TEXT EXCERPT:

────────────────────

King, Queen, Joker is a 1921 American silent feature farce written and directed by Sydney Chaplin, the elder half-brother of Charlie Chaplin. The picture was produced by Famous Players-Lasky and distributed through Paramount Pictures. The film was shot in England, France, and the United States.

Less than a reel of this film, the barbershop sequence, survives at the British Film Institute. It was included in the 2011 Criterion DVD special two disc edition release of The Great Dictator.

Plot
Based upon a description in a film publication, an imaginary kingdom is in a state of unrest due to the extravagance and oppression of the king, who refuses to sign a people's charter. A humorous barber who resembles the king falls in with some terrorists and agrees to take the king's place after he is kidnapped. The barber then plays the king, and there are several humorous episodes. The real king escapes and the barber is sentenced to be shot, but is saved by the queen and escapes in a bag. The film ends with an automobile chase and a transfer to an airplane.

────────────────────

RECORDED INFORMATION:

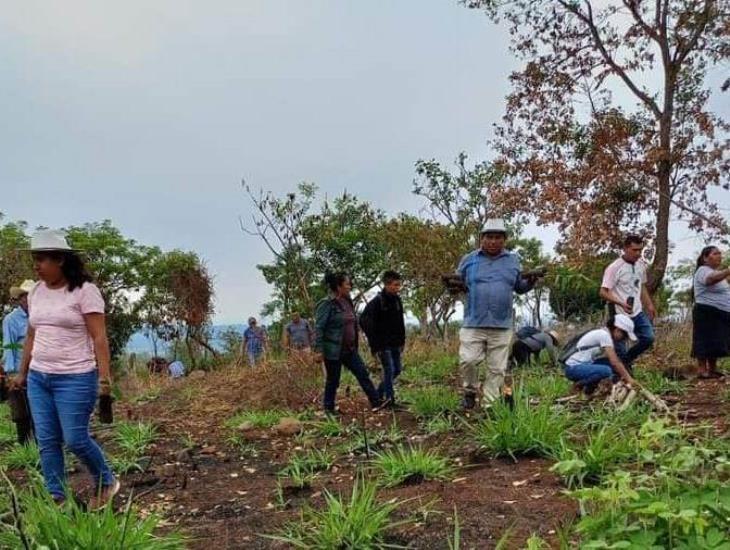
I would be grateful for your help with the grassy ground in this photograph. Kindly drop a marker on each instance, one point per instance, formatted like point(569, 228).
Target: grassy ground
point(201, 459)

────────────────────

WHAT TO DO:
1. From the text on King, Queen, Joker, write out everything from "King, Queen, Joker" down to "The Great Dictator.".
2. In the text on King, Queen, Joker, which institution holds the surviving barbershop sequence of the film?

ANSWER SET:
1.
King, Queen, Joker is a 1921 American silent feature farce written and directed by Sydney Chaplin, the elder half-brother of Charlie Chaplin. The picture was produced by Famous Players-Lasky and distributed through Paramount Pictures. The film was shot in England, France, and the United States.

Less than a reel of this film, the barbershop sequence, survives at the British Film Institute. It was included in the 2011 Criterion DVD special two disc edition release of The Great Dictator.

2. The British Film Institute.